# WHAT IS REQUIRED
If a line in the entries includes "indicate", show that line.

##############################

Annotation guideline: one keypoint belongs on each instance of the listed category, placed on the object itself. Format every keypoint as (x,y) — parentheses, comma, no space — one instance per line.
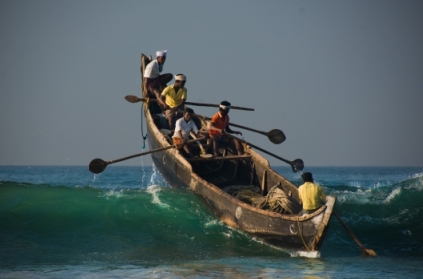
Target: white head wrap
(181,77)
(161,53)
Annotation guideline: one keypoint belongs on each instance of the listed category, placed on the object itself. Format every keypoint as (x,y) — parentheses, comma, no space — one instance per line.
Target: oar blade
(369,252)
(276,136)
(132,99)
(297,165)
(97,166)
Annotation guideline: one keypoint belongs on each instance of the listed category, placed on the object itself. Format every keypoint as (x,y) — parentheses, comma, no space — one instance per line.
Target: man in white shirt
(183,127)
(152,78)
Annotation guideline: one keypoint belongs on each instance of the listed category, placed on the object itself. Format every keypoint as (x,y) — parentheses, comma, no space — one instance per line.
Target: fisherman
(219,125)
(173,99)
(152,78)
(311,195)
(183,128)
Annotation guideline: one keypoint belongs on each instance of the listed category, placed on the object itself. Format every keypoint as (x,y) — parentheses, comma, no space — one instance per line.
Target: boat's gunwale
(195,180)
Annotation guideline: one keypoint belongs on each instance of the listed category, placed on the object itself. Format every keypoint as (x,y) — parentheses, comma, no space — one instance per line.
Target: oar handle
(152,151)
(216,106)
(261,149)
(233,124)
(135,99)
(367,252)
(248,128)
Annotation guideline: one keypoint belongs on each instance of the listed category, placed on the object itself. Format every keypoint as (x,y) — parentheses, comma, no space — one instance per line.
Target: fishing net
(276,200)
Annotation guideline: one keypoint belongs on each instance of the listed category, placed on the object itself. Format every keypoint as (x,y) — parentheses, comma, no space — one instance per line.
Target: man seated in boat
(311,195)
(183,127)
(219,125)
(153,81)
(173,99)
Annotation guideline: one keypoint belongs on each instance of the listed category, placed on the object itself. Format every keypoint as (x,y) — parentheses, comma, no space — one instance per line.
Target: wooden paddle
(98,165)
(135,99)
(366,251)
(296,165)
(276,136)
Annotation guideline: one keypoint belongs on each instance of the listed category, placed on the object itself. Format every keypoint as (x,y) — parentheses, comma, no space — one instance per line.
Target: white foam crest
(154,190)
(96,176)
(305,254)
(212,223)
(113,193)
(417,183)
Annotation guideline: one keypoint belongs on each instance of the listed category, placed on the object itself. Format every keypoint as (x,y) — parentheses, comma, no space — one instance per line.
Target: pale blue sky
(342,79)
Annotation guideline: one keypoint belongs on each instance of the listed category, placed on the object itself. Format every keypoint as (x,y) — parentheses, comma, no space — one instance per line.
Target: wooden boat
(214,179)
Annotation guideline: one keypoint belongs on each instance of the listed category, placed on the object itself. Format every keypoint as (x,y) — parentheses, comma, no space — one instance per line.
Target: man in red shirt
(219,125)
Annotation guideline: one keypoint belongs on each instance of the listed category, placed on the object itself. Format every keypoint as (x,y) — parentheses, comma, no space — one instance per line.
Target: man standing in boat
(173,99)
(311,195)
(152,78)
(183,127)
(219,125)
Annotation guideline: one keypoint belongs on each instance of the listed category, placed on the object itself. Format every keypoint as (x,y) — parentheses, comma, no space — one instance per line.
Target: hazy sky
(342,79)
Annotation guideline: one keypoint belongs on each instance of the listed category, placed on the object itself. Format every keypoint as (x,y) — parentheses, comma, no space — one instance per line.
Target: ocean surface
(127,222)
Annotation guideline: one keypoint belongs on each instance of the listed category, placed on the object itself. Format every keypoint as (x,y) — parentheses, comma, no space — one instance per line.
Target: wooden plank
(219,158)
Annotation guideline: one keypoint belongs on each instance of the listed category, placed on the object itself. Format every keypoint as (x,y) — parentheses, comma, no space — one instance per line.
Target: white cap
(180,77)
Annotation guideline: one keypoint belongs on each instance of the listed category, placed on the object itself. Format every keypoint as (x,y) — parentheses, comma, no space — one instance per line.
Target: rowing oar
(275,136)
(296,165)
(366,251)
(98,165)
(135,99)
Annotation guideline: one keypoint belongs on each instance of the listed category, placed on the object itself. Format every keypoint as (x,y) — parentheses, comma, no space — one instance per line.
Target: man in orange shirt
(311,195)
(219,125)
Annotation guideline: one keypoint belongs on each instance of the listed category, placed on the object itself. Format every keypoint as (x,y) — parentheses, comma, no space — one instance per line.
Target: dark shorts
(156,83)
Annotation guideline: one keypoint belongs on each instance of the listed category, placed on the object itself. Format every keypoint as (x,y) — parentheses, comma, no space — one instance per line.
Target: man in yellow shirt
(173,99)
(311,195)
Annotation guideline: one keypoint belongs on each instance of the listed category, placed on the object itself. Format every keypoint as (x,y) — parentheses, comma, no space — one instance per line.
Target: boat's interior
(232,173)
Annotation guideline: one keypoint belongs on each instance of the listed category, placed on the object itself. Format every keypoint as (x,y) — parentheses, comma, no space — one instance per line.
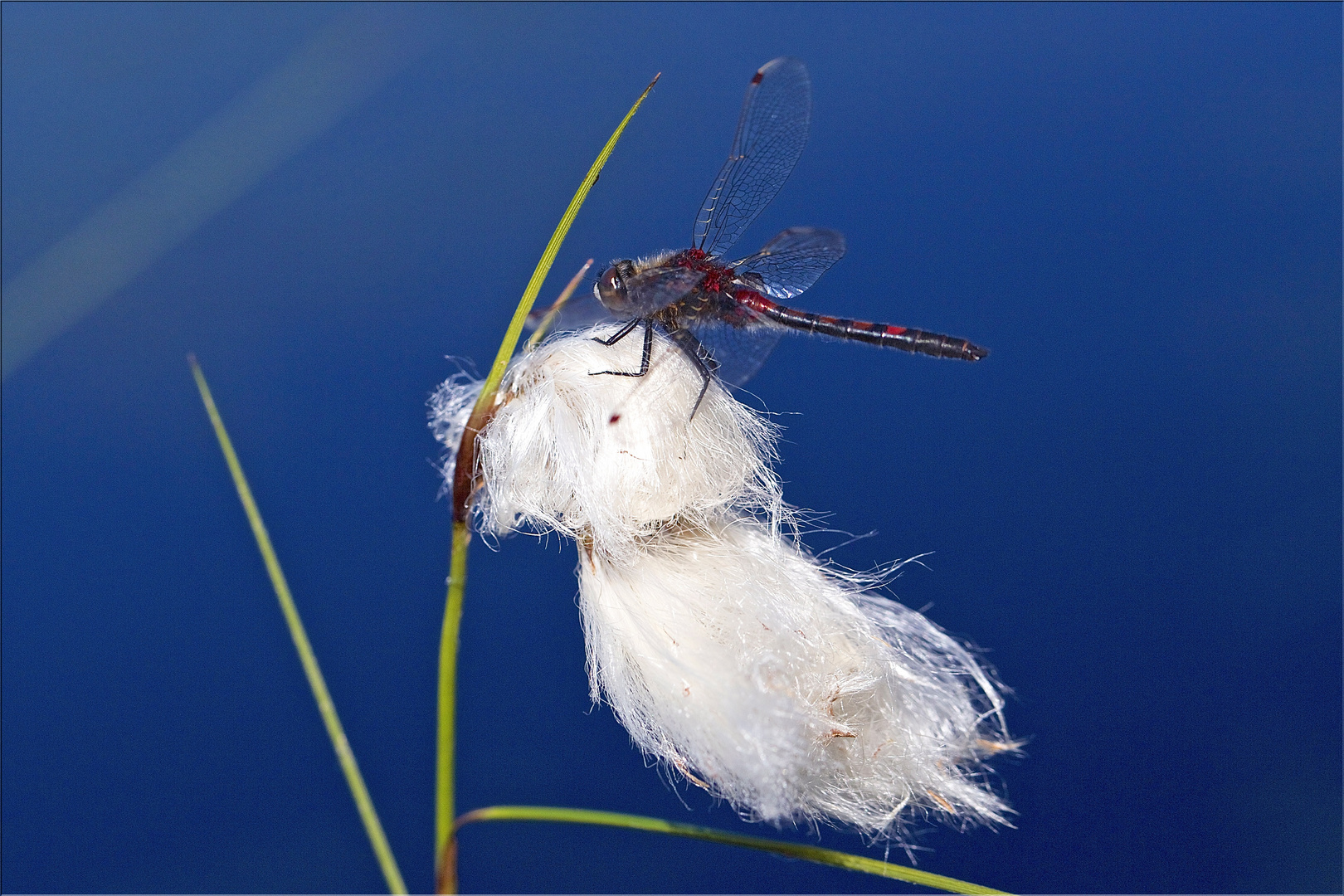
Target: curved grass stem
(446,852)
(695,832)
(305,650)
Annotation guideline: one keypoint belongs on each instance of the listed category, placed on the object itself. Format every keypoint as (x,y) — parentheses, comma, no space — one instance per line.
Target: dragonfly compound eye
(611,290)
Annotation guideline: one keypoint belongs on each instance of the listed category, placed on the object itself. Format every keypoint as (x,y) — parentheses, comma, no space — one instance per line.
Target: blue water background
(1133,504)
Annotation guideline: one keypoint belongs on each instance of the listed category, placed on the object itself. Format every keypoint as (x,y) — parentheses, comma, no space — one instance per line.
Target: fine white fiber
(449,409)
(611,460)
(738,660)
(733,655)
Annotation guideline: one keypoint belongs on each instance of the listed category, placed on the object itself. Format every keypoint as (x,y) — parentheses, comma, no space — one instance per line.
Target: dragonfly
(726,316)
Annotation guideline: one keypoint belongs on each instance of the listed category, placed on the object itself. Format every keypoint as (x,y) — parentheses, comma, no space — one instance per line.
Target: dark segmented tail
(902,338)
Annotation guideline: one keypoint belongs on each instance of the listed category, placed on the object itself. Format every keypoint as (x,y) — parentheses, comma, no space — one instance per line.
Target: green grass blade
(660,826)
(543,266)
(446,859)
(305,650)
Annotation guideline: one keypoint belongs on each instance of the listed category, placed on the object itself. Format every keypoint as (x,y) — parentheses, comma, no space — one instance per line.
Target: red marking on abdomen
(753,299)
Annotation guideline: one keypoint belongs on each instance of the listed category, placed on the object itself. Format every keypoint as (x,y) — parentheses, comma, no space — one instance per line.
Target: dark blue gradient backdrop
(1133,504)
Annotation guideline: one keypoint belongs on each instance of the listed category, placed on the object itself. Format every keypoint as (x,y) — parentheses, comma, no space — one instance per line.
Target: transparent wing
(772,132)
(793,261)
(739,348)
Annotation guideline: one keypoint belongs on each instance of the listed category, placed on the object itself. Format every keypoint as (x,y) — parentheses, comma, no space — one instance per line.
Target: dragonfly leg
(700,358)
(626,331)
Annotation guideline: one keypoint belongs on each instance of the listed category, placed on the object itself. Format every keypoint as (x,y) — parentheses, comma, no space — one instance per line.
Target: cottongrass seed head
(611,460)
(730,655)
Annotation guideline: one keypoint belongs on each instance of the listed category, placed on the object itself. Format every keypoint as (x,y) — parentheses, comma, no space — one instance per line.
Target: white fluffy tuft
(609,460)
(734,657)
(726,650)
(449,409)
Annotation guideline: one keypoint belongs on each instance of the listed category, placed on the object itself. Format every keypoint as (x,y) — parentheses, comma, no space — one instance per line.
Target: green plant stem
(446,855)
(305,650)
(695,832)
(446,867)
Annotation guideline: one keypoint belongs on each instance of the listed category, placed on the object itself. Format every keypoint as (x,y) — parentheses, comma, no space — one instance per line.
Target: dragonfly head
(611,288)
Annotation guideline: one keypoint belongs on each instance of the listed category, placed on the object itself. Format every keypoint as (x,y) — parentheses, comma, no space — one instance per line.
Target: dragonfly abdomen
(903,338)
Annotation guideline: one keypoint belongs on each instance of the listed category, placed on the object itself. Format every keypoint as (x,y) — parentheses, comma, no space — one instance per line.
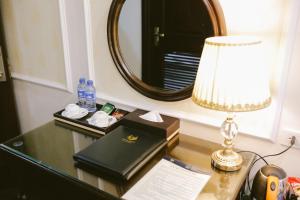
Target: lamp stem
(226,159)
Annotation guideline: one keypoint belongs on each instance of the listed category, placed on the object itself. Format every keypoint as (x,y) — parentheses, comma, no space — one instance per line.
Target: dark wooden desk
(43,167)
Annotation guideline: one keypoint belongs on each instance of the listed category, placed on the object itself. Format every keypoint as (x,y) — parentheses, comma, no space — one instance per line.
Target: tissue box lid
(168,128)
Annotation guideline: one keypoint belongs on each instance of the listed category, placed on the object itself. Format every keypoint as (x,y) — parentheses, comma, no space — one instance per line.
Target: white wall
(130,35)
(88,39)
(38,98)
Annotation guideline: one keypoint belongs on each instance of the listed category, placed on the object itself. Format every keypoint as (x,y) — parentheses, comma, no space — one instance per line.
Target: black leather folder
(120,154)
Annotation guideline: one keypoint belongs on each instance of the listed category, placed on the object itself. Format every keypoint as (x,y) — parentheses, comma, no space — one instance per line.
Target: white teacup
(71,108)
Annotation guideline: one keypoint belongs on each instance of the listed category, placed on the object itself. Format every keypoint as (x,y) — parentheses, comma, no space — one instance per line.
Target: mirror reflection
(161,40)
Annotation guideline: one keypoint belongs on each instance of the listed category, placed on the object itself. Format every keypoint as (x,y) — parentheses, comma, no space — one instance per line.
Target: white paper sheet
(168,181)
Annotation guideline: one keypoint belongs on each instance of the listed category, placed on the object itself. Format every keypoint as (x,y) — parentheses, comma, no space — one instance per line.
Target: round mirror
(156,44)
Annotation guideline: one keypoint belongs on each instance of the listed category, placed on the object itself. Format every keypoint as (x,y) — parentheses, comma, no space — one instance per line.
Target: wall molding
(288,46)
(38,81)
(66,45)
(89,39)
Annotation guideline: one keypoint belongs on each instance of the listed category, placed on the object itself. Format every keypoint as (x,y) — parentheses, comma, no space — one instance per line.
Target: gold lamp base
(226,160)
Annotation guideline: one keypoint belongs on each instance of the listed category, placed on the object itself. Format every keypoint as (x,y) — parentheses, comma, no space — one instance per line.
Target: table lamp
(231,78)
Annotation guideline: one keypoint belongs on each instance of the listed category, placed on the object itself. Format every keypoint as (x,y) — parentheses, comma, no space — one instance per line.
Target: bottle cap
(82,80)
(90,82)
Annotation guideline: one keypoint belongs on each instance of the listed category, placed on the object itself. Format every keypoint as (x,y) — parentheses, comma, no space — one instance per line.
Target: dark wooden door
(173,34)
(9,123)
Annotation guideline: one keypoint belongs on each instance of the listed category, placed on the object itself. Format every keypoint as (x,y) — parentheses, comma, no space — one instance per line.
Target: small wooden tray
(83,123)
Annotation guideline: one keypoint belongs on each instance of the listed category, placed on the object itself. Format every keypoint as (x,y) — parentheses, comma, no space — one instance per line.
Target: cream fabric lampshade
(231,76)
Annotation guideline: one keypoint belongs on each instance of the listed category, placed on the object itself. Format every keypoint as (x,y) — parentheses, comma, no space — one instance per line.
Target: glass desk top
(54,144)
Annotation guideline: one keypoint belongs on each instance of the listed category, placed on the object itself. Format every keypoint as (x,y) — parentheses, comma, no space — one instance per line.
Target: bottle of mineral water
(81,92)
(90,96)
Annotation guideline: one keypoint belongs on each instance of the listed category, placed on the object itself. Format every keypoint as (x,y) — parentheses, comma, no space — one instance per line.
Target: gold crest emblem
(131,139)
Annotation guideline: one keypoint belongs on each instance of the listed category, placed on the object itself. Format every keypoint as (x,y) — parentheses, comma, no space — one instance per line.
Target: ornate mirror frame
(217,19)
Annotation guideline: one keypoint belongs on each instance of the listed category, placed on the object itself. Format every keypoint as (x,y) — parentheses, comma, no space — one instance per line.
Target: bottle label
(90,96)
(81,93)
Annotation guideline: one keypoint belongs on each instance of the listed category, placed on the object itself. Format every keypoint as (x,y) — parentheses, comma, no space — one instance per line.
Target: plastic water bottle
(90,96)
(81,92)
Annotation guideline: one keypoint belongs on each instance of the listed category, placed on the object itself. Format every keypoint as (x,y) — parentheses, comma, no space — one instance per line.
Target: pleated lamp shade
(231,76)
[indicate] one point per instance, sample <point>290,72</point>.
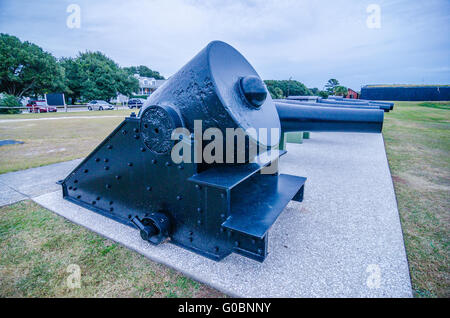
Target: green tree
<point>9,101</point>
<point>331,85</point>
<point>288,87</point>
<point>143,70</point>
<point>92,75</point>
<point>340,90</point>
<point>27,69</point>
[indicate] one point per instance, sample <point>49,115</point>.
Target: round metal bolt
<point>254,90</point>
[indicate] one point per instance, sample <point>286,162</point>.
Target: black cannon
<point>136,177</point>
<point>386,105</point>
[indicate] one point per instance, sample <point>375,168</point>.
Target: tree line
<point>27,70</point>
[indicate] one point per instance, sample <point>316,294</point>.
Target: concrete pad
<point>344,240</point>
<point>9,195</point>
<point>35,181</point>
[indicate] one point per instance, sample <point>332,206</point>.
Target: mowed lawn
<point>36,246</point>
<point>53,137</point>
<point>417,138</point>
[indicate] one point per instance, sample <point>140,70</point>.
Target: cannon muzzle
<point>295,117</point>
<point>385,106</point>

##############################

# TASK OUTPUT
[indicate] one point per instance, sample <point>290,72</point>.
[indicate] one point per instance, sample <point>49,115</point>.
[indicate] one point per instance, sample <point>286,162</point>.
[indicate] one point per instance, sample <point>375,168</point>.
[indicate] one point per instance, sample <point>316,294</point>.
[indicate] one point per instance, sample <point>332,206</point>.
[indicate] one point per instance, sample <point>140,70</point>.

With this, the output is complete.